Please quote the records below word for word, starting at the line that contains "black sedan, formatted" and ending at the end of the records, with both ends included.

··· TASK INPUT ···

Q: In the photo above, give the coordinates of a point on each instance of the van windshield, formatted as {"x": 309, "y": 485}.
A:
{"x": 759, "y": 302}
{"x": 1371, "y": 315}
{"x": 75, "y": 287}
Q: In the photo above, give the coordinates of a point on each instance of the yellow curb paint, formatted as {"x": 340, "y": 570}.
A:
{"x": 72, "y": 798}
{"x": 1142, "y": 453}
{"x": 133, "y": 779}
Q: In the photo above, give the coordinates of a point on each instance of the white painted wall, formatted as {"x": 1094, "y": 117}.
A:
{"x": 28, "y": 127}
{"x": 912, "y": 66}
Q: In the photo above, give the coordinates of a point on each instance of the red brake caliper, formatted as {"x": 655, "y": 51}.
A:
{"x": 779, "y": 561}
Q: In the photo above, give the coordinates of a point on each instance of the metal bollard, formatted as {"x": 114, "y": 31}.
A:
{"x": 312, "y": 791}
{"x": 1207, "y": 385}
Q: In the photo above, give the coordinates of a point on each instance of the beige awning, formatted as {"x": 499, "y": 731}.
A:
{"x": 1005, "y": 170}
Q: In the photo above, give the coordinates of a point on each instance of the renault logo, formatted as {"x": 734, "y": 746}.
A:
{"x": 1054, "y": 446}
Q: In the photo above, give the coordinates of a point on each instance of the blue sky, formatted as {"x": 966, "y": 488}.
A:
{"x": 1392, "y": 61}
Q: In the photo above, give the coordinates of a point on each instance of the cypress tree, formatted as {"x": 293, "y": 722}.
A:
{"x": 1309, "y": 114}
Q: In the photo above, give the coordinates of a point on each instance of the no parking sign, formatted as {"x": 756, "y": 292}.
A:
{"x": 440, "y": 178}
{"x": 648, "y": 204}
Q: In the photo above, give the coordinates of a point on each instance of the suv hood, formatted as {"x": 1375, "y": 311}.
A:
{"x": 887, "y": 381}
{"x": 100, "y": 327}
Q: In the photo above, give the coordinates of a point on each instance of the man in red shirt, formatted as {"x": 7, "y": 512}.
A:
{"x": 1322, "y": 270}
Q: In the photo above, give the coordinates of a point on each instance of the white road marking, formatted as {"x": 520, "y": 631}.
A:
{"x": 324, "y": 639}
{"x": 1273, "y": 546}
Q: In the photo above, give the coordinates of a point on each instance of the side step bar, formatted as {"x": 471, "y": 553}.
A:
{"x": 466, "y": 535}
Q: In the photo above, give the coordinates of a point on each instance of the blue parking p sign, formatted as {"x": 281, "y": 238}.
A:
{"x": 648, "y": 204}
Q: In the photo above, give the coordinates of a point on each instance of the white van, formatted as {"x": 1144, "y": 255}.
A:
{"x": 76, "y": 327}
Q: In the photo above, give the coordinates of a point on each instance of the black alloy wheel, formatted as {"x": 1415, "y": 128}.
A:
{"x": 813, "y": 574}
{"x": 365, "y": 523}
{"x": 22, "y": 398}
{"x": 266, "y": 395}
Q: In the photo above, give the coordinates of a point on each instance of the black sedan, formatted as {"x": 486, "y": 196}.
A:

···

* _OUTPUT OF THE TASK_
Q: In the photo above, give the coordinates of a point on each instance of the black sedan, formatted as {"x": 486, "y": 196}.
A:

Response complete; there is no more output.